(Referring expression data)
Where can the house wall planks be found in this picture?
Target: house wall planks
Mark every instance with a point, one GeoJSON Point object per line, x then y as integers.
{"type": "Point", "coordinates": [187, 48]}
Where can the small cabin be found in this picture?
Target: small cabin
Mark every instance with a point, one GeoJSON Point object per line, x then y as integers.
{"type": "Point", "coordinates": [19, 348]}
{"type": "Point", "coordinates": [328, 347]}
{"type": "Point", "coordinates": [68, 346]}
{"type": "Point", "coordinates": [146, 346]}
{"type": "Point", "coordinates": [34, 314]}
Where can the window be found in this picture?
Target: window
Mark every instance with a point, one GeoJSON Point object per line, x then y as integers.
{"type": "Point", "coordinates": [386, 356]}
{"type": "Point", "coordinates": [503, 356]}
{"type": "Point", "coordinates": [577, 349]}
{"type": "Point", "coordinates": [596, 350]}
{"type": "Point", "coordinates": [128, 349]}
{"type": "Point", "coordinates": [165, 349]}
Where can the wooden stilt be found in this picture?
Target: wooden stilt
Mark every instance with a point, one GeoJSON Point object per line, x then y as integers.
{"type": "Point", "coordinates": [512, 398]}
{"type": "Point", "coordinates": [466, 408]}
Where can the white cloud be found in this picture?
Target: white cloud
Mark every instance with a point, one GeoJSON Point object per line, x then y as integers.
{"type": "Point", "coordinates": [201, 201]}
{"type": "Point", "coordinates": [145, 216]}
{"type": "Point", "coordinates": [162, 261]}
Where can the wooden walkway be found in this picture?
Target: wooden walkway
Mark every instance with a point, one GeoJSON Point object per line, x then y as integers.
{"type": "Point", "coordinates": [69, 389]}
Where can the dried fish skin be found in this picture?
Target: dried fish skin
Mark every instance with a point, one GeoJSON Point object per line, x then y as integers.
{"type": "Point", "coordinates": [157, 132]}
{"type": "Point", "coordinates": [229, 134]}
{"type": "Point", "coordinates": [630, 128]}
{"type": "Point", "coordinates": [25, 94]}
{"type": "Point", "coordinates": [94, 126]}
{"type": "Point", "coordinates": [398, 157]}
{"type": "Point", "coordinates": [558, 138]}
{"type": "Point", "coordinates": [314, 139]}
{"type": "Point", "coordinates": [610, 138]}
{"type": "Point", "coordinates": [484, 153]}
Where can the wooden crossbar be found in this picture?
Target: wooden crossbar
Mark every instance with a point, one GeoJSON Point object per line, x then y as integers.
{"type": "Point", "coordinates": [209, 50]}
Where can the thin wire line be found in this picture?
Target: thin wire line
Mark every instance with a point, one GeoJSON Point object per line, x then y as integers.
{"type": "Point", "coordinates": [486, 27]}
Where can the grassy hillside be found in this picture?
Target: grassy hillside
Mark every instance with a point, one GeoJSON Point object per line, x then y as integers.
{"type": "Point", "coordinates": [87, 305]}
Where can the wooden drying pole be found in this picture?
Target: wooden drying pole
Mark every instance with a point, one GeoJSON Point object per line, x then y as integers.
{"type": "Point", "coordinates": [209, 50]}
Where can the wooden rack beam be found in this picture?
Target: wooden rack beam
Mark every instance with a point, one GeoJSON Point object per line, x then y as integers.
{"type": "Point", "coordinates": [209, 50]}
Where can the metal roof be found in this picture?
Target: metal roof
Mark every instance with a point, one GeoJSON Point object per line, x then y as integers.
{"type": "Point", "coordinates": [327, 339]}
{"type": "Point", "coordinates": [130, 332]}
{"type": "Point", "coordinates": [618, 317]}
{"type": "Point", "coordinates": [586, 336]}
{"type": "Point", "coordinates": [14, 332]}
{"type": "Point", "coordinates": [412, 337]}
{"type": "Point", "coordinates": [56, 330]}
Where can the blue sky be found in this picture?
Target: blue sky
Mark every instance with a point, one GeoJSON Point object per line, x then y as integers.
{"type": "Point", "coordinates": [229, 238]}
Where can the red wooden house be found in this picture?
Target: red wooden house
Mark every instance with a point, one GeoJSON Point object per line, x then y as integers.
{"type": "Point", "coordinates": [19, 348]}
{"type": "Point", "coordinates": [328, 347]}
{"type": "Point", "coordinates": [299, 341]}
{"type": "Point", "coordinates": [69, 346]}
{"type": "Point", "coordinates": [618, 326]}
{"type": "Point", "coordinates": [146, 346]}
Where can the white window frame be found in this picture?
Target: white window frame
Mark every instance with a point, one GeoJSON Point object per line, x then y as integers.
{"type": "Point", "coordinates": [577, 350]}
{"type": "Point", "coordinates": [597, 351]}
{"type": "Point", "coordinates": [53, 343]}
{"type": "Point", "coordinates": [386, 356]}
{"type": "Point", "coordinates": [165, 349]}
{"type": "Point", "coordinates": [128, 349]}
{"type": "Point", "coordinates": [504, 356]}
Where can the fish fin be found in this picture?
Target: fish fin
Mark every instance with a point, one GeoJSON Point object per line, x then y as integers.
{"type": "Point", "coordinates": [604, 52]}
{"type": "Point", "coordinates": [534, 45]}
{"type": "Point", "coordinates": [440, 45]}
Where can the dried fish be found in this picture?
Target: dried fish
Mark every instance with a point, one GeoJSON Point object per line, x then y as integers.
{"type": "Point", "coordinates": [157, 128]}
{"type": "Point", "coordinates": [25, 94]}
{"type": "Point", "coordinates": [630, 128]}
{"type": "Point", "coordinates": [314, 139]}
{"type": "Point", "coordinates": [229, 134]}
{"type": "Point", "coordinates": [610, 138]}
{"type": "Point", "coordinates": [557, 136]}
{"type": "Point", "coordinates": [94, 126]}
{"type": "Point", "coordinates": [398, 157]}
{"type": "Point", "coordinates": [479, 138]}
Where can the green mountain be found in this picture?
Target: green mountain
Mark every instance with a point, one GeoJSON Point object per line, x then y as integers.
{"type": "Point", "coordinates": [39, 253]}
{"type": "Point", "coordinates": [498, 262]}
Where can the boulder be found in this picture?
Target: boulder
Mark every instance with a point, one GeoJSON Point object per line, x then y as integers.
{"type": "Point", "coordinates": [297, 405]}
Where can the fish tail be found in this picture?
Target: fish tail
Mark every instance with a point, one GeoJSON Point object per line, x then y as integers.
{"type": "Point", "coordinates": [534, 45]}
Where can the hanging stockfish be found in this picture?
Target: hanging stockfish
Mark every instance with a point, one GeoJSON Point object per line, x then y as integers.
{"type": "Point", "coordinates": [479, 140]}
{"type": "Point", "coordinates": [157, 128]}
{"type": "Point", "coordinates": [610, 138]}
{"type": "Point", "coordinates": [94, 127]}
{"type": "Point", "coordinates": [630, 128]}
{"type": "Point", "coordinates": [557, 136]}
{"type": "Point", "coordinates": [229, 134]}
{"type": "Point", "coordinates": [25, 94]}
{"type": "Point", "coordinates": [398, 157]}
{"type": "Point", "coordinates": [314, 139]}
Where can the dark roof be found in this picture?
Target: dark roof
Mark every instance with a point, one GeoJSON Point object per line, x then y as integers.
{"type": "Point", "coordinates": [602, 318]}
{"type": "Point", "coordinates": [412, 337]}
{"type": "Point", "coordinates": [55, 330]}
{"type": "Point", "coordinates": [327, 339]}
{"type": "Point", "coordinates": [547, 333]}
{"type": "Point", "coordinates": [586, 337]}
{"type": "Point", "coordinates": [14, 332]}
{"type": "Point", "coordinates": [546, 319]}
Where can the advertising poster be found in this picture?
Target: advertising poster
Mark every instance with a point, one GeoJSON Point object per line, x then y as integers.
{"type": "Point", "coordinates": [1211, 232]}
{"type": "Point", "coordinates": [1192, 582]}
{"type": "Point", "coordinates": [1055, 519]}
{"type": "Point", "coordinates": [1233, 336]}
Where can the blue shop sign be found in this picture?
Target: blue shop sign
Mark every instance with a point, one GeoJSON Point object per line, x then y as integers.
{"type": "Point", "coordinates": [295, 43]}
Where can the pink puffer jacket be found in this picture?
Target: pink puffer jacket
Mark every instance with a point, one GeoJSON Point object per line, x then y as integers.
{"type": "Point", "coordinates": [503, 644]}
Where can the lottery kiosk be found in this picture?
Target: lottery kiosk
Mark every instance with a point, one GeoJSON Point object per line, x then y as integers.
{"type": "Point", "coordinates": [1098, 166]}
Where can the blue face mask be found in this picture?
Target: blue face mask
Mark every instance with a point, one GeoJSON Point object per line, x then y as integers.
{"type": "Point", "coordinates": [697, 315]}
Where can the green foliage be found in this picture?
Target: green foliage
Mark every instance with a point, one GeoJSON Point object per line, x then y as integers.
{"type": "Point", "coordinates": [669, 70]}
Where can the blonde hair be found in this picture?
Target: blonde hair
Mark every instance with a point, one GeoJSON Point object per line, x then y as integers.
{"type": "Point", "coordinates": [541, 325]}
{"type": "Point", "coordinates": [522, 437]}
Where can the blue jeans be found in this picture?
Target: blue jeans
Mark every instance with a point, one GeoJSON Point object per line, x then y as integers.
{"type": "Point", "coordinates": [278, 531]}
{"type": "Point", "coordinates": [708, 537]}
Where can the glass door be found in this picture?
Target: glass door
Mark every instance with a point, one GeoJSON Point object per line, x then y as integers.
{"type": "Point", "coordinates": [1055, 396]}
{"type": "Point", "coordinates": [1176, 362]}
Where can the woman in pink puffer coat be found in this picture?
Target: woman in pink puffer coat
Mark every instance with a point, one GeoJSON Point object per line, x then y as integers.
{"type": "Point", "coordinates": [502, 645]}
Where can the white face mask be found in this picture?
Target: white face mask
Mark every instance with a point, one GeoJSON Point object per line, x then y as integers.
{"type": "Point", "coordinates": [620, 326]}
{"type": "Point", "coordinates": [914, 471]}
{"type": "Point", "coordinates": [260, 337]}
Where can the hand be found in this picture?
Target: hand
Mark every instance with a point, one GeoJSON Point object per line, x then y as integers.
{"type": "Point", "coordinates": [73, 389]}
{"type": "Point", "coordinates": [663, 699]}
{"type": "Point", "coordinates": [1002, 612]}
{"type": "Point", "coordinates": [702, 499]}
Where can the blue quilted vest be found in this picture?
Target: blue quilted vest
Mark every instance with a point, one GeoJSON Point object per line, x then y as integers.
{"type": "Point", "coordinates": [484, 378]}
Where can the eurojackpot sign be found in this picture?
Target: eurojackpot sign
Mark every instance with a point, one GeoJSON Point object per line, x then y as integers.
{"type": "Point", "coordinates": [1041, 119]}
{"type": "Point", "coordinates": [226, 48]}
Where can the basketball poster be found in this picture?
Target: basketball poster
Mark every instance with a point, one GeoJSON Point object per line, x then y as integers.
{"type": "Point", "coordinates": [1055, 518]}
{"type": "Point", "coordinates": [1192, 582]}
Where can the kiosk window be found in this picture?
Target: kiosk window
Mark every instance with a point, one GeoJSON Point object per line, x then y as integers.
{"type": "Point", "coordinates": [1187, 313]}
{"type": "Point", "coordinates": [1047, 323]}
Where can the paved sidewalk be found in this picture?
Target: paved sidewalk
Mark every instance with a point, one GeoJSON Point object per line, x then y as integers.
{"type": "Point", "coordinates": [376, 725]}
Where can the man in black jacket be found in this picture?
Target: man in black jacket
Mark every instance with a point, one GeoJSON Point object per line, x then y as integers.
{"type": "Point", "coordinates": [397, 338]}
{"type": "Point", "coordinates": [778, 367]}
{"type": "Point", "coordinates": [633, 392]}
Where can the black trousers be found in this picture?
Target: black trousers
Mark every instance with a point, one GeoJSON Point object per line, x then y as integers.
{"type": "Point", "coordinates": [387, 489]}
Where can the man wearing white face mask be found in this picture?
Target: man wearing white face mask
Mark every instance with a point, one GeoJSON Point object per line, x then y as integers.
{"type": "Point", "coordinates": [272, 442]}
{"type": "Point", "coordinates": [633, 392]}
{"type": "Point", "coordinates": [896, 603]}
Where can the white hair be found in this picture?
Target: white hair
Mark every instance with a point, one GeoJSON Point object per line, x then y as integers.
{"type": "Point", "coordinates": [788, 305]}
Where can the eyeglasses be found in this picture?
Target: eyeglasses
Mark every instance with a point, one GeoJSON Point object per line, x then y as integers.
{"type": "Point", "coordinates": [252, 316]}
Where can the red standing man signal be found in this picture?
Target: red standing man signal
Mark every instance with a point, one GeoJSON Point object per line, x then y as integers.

**About this task:** Look through the data above. Each line containing the word "crossbar" needs to be copied.

**Solved problem:**
Where can the wooden crossbar be found in this picture?
Target: wooden crossbar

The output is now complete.